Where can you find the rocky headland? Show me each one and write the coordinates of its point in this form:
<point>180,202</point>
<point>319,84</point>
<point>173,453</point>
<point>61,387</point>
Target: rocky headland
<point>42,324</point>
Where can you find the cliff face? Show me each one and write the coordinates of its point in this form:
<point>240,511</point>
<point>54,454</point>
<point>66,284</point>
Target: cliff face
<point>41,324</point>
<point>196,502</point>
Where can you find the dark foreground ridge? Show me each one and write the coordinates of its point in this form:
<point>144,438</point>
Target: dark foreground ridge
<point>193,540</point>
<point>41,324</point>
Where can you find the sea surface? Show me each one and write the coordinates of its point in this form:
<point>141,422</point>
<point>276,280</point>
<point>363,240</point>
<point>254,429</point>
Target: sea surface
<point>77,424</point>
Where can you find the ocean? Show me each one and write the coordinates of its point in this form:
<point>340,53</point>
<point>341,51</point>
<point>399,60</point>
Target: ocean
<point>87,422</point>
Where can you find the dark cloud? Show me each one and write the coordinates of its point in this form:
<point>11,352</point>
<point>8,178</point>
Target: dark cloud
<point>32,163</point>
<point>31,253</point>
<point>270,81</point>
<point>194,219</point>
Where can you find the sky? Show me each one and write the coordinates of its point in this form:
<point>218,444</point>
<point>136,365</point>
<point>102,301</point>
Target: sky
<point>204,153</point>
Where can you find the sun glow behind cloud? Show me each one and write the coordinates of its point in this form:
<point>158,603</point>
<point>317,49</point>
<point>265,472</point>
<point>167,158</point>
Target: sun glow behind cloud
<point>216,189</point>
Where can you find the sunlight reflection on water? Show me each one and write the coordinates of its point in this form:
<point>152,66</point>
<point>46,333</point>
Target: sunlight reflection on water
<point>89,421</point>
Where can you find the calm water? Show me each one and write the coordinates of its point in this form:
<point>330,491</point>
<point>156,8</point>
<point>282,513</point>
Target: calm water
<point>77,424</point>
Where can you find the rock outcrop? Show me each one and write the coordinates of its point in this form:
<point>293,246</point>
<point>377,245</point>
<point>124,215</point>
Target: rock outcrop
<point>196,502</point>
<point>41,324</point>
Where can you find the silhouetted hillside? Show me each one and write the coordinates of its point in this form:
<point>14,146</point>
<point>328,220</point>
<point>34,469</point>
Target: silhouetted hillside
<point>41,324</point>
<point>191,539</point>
= = =
• [Prompt]
Type out every record above once more, exactly.

• [Result of the exercise]
Where can you find the rocky headland? Show me each one and write the coordinates of its point in this form:
<point>180,202</point>
<point>319,84</point>
<point>173,453</point>
<point>61,387</point>
Target: rocky headland
<point>42,324</point>
Where can you find the cliff face? Show me each one and write the coordinates of its point in this form:
<point>240,511</point>
<point>54,454</point>
<point>66,284</point>
Target: cliff face
<point>41,324</point>
<point>196,502</point>
Where can you find the dark foreground ridge? Show me each one and write the coordinates of its point in this form:
<point>144,438</point>
Target: dark foreground ridge
<point>193,540</point>
<point>41,324</point>
Where can you find the sea surface? Show me each one and write the coordinates of its point in this form:
<point>141,422</point>
<point>276,280</point>
<point>363,240</point>
<point>254,429</point>
Target: sea surface
<point>77,424</point>
Where can you find the ocean? Show me each one and write the coordinates of its point in this form:
<point>340,53</point>
<point>341,51</point>
<point>399,60</point>
Target: ocean
<point>87,422</point>
Where can you find the dark cloud? Show me each one and write the coordinates of its point in this form:
<point>11,352</point>
<point>8,178</point>
Target: dark cloud
<point>32,163</point>
<point>31,253</point>
<point>270,81</point>
<point>194,219</point>
Where can you find the sky? Show me each one and write the coordinates of its point in this form:
<point>218,444</point>
<point>136,365</point>
<point>102,301</point>
Target: sky
<point>204,153</point>
Where can you find the sun glow behind cloud? Show me each one and write the coordinates of its point in this form:
<point>158,603</point>
<point>317,49</point>
<point>265,472</point>
<point>167,158</point>
Target: sun glow behind cloud
<point>216,189</point>
Where can you find the sunlight reflection on water? Show me each one and write the coordinates of its point in this form:
<point>152,66</point>
<point>46,333</point>
Target: sunlight reflection on water
<point>89,421</point>
Where can you find the calm water? Show me each one and write the coordinates of its point in this form:
<point>330,491</point>
<point>156,8</point>
<point>282,513</point>
Target: calm water
<point>77,424</point>
Where can you find the rock outcrop? Show me each one and write the coordinates of its point in this form:
<point>293,246</point>
<point>377,245</point>
<point>124,215</point>
Target: rock outcrop
<point>196,502</point>
<point>41,324</point>
Where can you find the silhouetted hillside? Show me each one and write the coordinates of its point in this form:
<point>14,146</point>
<point>328,220</point>
<point>34,469</point>
Target: silhouetted hillside
<point>41,324</point>
<point>191,539</point>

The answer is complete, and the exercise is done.